[Referring expression pointing data]
---*---
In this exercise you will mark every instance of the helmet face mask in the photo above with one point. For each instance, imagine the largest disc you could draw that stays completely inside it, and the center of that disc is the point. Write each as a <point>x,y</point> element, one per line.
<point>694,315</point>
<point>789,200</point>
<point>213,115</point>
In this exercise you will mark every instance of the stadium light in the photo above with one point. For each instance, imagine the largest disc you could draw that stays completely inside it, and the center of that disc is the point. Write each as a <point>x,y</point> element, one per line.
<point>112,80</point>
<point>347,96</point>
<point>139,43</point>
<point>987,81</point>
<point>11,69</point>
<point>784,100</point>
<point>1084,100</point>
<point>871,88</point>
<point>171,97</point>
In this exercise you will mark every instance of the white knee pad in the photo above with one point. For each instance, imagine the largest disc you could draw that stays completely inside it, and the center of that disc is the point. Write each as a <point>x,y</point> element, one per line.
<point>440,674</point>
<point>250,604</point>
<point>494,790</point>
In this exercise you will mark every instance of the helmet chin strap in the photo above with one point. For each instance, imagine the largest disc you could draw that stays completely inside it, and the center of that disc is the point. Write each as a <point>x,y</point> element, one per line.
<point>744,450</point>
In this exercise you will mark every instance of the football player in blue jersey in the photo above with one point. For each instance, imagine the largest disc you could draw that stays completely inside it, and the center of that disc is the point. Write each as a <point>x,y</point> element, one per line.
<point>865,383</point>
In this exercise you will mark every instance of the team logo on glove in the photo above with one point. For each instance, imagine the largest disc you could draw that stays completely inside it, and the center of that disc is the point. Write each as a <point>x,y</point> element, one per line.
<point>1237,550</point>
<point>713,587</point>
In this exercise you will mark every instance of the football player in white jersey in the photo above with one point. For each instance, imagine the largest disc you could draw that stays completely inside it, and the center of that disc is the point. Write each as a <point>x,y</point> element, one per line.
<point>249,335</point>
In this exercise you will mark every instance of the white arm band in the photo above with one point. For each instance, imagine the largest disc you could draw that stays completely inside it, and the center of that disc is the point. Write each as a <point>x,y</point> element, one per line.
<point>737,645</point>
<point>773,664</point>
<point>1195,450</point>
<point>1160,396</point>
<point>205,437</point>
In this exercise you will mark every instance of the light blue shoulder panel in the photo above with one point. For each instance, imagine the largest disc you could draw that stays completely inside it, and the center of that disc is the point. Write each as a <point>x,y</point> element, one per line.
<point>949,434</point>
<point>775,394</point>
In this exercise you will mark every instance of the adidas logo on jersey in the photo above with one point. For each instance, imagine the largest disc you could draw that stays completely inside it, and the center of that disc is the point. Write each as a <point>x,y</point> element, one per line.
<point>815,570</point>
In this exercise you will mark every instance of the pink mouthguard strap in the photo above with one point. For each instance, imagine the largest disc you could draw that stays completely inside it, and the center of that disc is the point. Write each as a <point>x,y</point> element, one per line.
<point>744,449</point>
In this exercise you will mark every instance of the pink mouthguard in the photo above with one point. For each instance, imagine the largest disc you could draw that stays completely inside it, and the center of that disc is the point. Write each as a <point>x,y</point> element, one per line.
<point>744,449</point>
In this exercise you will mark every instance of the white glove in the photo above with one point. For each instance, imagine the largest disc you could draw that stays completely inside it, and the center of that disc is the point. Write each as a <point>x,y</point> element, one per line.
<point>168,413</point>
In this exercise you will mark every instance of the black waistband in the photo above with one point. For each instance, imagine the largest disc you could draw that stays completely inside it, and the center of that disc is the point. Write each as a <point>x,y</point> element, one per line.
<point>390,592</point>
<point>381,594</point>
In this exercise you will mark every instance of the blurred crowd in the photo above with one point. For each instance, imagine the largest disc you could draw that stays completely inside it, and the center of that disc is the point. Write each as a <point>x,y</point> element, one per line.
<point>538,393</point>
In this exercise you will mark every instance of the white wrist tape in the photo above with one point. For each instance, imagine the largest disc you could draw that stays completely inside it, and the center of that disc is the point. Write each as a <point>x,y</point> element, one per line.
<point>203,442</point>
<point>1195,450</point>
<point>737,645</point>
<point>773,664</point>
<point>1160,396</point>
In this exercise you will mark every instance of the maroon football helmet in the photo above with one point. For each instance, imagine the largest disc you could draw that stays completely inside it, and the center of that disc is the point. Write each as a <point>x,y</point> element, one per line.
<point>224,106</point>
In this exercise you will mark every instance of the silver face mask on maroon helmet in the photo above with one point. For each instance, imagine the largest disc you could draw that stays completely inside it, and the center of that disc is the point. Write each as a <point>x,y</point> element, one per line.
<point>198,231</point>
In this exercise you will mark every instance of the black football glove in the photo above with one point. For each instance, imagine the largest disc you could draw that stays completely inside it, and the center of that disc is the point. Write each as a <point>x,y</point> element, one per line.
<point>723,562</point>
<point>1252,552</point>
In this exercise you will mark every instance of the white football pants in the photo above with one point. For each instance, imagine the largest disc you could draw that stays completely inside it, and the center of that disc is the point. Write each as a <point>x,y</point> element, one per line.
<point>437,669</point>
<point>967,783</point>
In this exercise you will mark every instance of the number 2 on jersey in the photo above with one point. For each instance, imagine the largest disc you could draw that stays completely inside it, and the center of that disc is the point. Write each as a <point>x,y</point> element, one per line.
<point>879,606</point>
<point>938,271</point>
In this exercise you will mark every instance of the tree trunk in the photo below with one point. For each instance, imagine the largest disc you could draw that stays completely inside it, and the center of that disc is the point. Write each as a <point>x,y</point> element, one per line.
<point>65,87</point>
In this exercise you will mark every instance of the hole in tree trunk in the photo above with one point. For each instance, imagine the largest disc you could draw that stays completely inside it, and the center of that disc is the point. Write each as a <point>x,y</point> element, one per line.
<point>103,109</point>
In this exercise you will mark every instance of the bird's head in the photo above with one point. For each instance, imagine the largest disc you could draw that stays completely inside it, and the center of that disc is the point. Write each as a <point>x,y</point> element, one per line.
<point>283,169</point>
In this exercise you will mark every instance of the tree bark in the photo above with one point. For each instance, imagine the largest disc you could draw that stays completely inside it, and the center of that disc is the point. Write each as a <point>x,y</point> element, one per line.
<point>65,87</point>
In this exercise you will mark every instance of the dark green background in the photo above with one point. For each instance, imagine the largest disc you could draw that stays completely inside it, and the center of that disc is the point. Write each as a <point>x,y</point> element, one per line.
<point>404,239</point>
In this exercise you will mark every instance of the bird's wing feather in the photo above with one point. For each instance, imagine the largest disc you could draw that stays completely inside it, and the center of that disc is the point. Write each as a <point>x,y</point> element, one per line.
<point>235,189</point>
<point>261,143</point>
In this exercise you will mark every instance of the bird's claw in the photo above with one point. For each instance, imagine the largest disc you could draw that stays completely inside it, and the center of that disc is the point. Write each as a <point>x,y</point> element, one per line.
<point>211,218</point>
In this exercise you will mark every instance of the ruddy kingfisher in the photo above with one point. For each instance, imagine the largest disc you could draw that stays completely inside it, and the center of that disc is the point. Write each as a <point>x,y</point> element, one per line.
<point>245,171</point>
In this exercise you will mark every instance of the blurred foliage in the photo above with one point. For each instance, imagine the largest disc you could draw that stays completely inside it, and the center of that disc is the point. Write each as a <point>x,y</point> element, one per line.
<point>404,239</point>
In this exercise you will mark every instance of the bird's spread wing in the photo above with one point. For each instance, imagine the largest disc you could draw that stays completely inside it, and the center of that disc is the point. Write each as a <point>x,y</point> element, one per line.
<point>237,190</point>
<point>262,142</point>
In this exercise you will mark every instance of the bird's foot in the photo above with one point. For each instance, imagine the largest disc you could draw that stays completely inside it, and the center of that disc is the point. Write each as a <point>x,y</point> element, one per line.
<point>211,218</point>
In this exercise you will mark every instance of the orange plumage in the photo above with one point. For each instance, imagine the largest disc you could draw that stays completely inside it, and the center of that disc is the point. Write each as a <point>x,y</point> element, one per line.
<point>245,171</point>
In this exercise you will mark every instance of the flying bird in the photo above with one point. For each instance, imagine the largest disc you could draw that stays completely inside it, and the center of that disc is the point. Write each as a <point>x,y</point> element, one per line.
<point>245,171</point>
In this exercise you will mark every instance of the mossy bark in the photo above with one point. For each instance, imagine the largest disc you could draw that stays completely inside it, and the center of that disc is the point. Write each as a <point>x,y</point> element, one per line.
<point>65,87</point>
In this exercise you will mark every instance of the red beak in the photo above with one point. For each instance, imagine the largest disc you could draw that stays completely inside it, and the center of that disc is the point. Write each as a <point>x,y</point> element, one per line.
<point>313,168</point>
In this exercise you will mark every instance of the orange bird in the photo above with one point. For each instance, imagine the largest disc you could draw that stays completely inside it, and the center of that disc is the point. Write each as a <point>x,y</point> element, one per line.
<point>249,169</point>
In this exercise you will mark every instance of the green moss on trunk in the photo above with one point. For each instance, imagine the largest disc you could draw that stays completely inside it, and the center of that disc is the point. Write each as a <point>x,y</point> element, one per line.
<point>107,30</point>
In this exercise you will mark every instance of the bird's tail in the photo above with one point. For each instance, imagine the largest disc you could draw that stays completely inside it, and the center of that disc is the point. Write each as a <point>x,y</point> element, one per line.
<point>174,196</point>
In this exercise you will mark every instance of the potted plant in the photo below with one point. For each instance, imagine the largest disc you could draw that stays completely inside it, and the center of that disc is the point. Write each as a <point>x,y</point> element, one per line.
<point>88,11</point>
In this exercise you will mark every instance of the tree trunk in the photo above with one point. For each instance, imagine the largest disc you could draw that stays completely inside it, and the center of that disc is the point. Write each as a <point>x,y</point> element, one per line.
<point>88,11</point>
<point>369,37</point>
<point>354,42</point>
---*---
» **What is required**: Restate exactly, and only, every line from the one that contains "the tree trunk in the photo above" through the last line of the records.

» **Task result**:
In this exercise you will mark every instance of the tree trunk in the photo above with one point. For each instance, imagine the largest disc you could draw that stays completely inside it, and the center of that disc is the point. Write each as a <point>x,y</point> element, one per line.
<point>88,11</point>
<point>369,37</point>
<point>354,42</point>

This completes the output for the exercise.